→ **Objective**:
In the interview about the L.A. Energy Atlas below, what share of cities' greenhouse gas emissions does Pincetl attribute to buildings?

→ **Selected text**:
>> Begin

What’s the relationship between urban tree canopies and environmental justice? Are Southern California’s wealthy really conserving their fair share of water? Is zero waste really achievable in a city like Los Angeles? IoES Professor in Residence Stephanie Pincetl’s three-decade research career has always positioned her as a public intellectual as well, contributing to many of the big questions facing cities as they reckon with the impacts of their activities on the environment and socioeconomic equality.
Her “new” project — the L.A. Energy Atlas, making its public debut — has been four years in the making, most of which Pincetl spent struggling to gain access from public utilities to energy-use data on the household level. But the database, she hopes, will help revolutionize how energy policy is made in Los Angeles County and perhaps other cities as well. We caught up with her to find out more.
Q: Why an “Energy Atlas”? What problems will it help solve?
STEPHANIE PINCETL: About 40 percent of greenhouse gas emissions from cities are from buildings. Cities have the biggest human impact on the environment. So the more we understand in a very specific way how large and complex urban areas use resources like energy and water, the better we will be able to figure out how to reduce their use in targeted and effective ways.
Q: Wait — so isn’t urban environmental policy already based on that kind of knowledge?
PINCETL: No. I began the Energy Atlas project because there was all this policy in California that was being passed and enacted with no data. I was shocked by that.
For instance: Since 2002, when energy was deregulated in California, ratepayers for the investor-owned utilities have been charged essentially about $13 billion for energy conservation and efficiency programs. I discovered there was no baseline for these charges. There was no accounting in a consistent, clear way of energy use before and energy use after the programs. There are big numbers, but we don’t know what’s worked where.
That gap got me rather incensed and also concerned. The Energy Atlas was my answer: figure out energy use by building and then begin to develop baselines of energy use by building type, age, size, socio-demographic characteristics, all the characteristics needed to actually develop better programs.
Q: Isn’t the problem individual behavior rather than infrastructure?
PINCETL: No, and let me give you an example. We are now moving towards time-of-use pricing for electricity. But having more information isn’t going to help you overcome the structural infrastructure conditions of your building. We first need to create a level playing field for people, with very high-performing appliances and buildings in terms of electricity use — and then you can have time-of-use pricing. Until we get to that point, low-income people will continue to be screwed. They will continue to face a decision when it’s really, really hot of whether to turn off their air conditioner or their refrigerator.

>> End

→ **Data provided**:
>> Begin

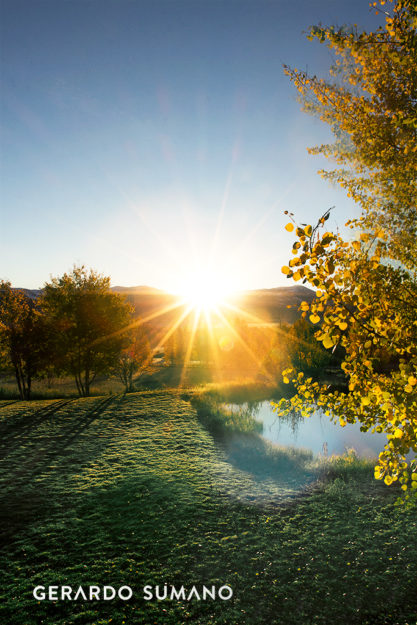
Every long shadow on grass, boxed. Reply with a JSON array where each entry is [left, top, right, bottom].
[[0, 395, 124, 545], [0, 398, 75, 459]]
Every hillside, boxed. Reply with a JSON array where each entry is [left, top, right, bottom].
[[14, 285, 314, 327]]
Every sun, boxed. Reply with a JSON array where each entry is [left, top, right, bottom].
[[178, 269, 233, 312]]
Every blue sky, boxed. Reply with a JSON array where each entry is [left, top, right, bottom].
[[0, 0, 379, 290]]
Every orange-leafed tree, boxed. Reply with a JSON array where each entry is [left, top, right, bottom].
[[40, 266, 132, 397], [0, 281, 47, 399]]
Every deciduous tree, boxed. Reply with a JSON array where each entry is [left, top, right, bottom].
[[0, 281, 46, 399], [277, 0, 417, 498], [40, 266, 132, 396]]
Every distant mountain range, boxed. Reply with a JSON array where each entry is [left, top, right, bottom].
[[17, 285, 314, 326]]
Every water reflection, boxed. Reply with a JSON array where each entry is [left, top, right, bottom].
[[228, 401, 387, 458]]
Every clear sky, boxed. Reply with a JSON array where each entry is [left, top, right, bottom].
[[0, 0, 380, 290]]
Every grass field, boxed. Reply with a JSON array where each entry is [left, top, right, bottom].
[[0, 392, 417, 625]]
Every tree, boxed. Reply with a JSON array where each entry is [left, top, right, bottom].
[[116, 322, 152, 392], [284, 0, 417, 269], [0, 281, 46, 399], [40, 266, 132, 397], [277, 0, 417, 498]]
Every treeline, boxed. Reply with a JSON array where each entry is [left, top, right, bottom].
[[161, 315, 341, 383], [0, 266, 337, 400], [0, 266, 152, 399]]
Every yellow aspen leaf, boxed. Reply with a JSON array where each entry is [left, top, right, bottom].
[[322, 334, 335, 349]]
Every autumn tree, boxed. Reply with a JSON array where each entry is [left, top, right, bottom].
[[277, 0, 417, 498], [116, 325, 152, 392], [40, 266, 132, 397], [0, 281, 47, 399]]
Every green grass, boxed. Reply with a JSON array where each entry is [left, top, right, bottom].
[[0, 391, 417, 625]]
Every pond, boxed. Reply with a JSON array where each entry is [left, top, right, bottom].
[[231, 401, 387, 458]]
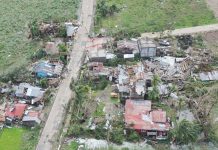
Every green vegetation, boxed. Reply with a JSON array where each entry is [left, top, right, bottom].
[[21, 126, 41, 150], [89, 76, 109, 90], [0, 128, 24, 150], [96, 0, 217, 36], [148, 75, 161, 101], [171, 120, 200, 144], [93, 102, 105, 117], [39, 78, 48, 88], [0, 0, 79, 74]]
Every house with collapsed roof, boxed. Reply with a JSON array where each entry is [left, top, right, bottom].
[[86, 37, 116, 62], [65, 22, 79, 38], [137, 38, 157, 58], [154, 56, 193, 81], [116, 39, 139, 59], [15, 83, 45, 104], [124, 100, 170, 140], [115, 63, 153, 99], [5, 103, 27, 125], [33, 61, 63, 78], [87, 62, 110, 77]]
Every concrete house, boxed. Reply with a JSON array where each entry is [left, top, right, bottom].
[[33, 61, 63, 78], [22, 111, 41, 127], [137, 39, 157, 58], [15, 83, 45, 104], [124, 100, 170, 140]]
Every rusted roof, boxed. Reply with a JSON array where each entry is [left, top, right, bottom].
[[5, 103, 27, 119], [124, 100, 170, 131], [151, 110, 167, 123]]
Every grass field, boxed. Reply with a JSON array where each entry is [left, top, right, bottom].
[[0, 0, 79, 74], [96, 0, 217, 32], [0, 128, 25, 150]]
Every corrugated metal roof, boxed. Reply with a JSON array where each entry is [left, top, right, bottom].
[[199, 71, 218, 81], [124, 100, 170, 131]]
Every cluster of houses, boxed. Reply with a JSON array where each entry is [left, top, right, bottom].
[[84, 37, 215, 139], [0, 61, 63, 127], [0, 83, 45, 127]]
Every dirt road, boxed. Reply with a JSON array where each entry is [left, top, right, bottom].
[[141, 24, 218, 38], [36, 0, 95, 150]]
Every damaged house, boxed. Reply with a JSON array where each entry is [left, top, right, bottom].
[[15, 83, 45, 104], [5, 103, 27, 125], [33, 61, 63, 78], [115, 63, 153, 99], [87, 62, 110, 77], [86, 37, 116, 62], [117, 39, 139, 59], [137, 38, 157, 58], [154, 56, 193, 81], [124, 100, 170, 140], [22, 111, 41, 127]]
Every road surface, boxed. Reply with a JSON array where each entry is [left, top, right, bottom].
[[36, 0, 95, 150], [141, 24, 218, 38]]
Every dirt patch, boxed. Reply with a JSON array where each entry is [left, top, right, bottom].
[[206, 0, 218, 18], [202, 30, 218, 56]]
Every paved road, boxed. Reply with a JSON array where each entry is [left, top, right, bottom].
[[141, 24, 218, 38], [36, 0, 95, 150]]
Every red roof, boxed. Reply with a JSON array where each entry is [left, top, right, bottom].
[[124, 100, 170, 131], [5, 103, 27, 119], [151, 110, 167, 123], [27, 111, 39, 117], [125, 100, 151, 115]]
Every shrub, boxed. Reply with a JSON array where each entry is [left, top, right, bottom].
[[126, 130, 140, 142], [39, 78, 48, 88], [110, 128, 124, 144], [58, 44, 67, 52], [57, 25, 67, 38], [29, 20, 40, 39], [31, 49, 47, 61]]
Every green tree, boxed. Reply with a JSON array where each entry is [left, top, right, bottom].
[[170, 120, 200, 144], [39, 78, 48, 88], [148, 75, 161, 101]]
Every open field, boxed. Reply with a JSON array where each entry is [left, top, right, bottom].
[[96, 0, 217, 32], [206, 0, 218, 17], [0, 128, 25, 150], [0, 0, 79, 74]]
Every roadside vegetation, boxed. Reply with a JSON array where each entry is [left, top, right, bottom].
[[0, 0, 79, 75], [95, 0, 217, 36], [0, 128, 24, 150]]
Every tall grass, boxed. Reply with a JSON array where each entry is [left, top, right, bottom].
[[0, 0, 79, 74], [96, 0, 217, 33]]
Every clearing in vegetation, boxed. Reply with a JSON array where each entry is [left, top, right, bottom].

>> End

→ **Task answer**:
About 40 percent.